**Passage for review**
PFAS-free polymer membranes for semiconductor processing

PFAS-free polymer membranes for semiconductor processing
PFAS-free polymer membranes for semiconductor processingDue to their stability and resistance to water and grease, PFAS chemicals are used in a wide variety of industries, but are harmful to health and the environment. For example, membranes containing PFAS are used in many semiconductor manufacturing processes. Researchers at the Fraunhofer IAP have now developed a sustainable alternative in the form of an innovative, PFAS-free membrane. The chemically stable, highly permeable polymer membrane has a pore diameter of around seven nanometers and enables the filtration of the smallest particulate impurities. The membrane can be adapted to specific requirements so that the new process can be easily integrated into existing systems.

PFAS chemicals are toxic. They contaminate water and soil and accumulate in humans and animals via food and consumer goods. The European Chemicals Agency (ECHA) therefore published a proposal in February 2023 that would ban the production, use and distribution (including import) of PFAS in the European Economic Area. The semiconductor industry views the impending PFAS ban as a critical issue, as the chemicals are used as membranes and housings in filters as well as in processes such as etching and cleaning. According to many manufacturers, there is no viable alternative to sustainable per- and polyfluoroalkyl chemicals. A ban would make the production of most semiconductor products impossible.

 

PFAS-free membrane

Researchers at the Fraunhofer IAP in Potsdam have now succeeded in developing a PFAS-free membrane for a supplier to the semiconductor industry. This membrane is based on conventional, specially stabilized polymers. It could replace PFAS membranes. The polymer polyacrylonitrile membrane (PAN) offers a high degree of chemical and mechanical stability. It also has an extremely small pore diameter of around seven nanometers. This is necessary to separate particulate impurities from the production process and to filter and recycle the liquids required for the process, such as acids and solvents. The membrane can be adapted to specific requirements. As a result, this new application can be easily integrated into existing systems to produce the next generation of chips.

**Material shown**

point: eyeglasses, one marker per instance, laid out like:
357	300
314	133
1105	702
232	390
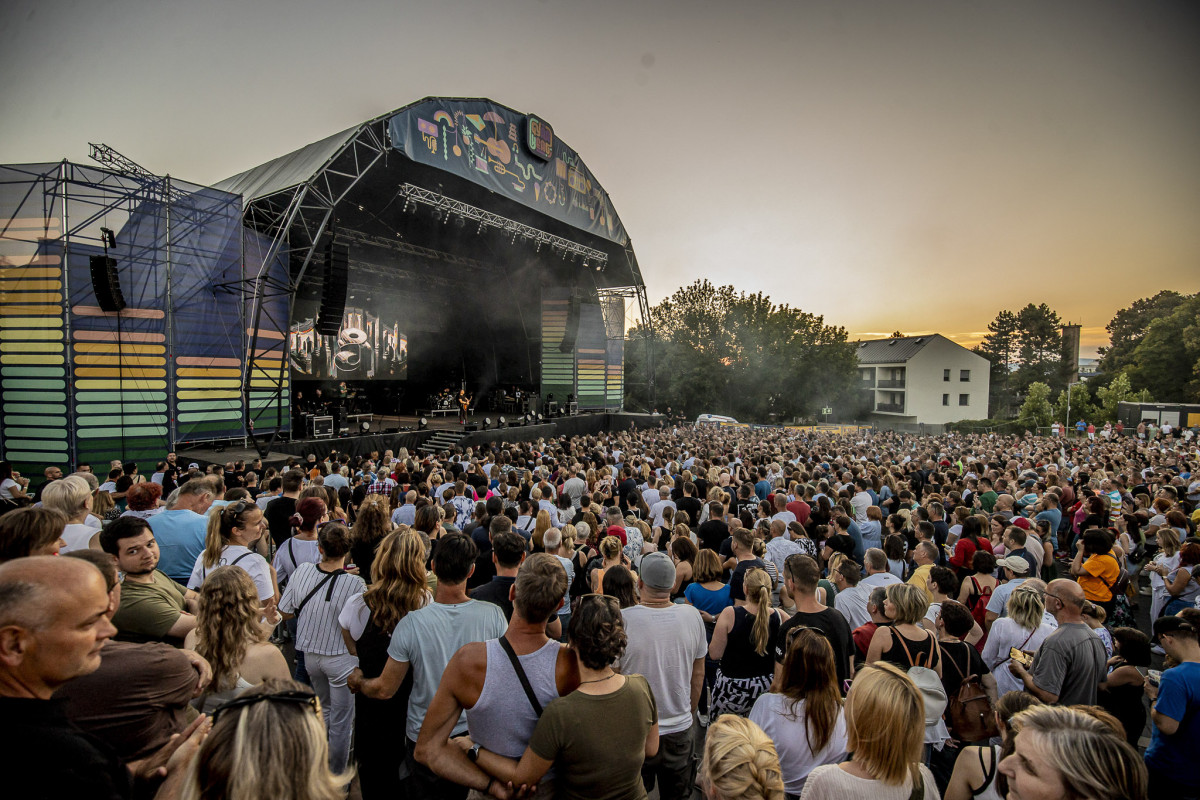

**Required action 1**
From the article on PFAS-free membranes, extract the passage from "Researchers at the Fraunhofer IAP in" to "generation of chips.".
**Required action 2**
According to the article on PFAS-free membranes, when did the European Chemicals Agency publish its proposal to ban PFAS in the European Economic Area?

**Answer section 1**
Researchers at the Fraunhofer IAP in Potsdam have now succeeded in developing a PFAS-free membrane for a supplier to the semiconductor industry. This membrane is based on conventional, specially stabilized polymers. It could replace PFAS membranes. The polymer polyacrylonitrile membrane (PAN) offers a high degree of chemical and mechanical stability. It also has an extremely small pore diameter of around seven nanometers. This is necessary to separate particulate impurities from the production process and to filter and recycle the liquids required for the process, such as acids and solvents. The membrane can be adapted to specific requirements. As a result, this new application can be easily integrated into existing systems to produce the next generation of chips.

**Answer section 2**
February 2023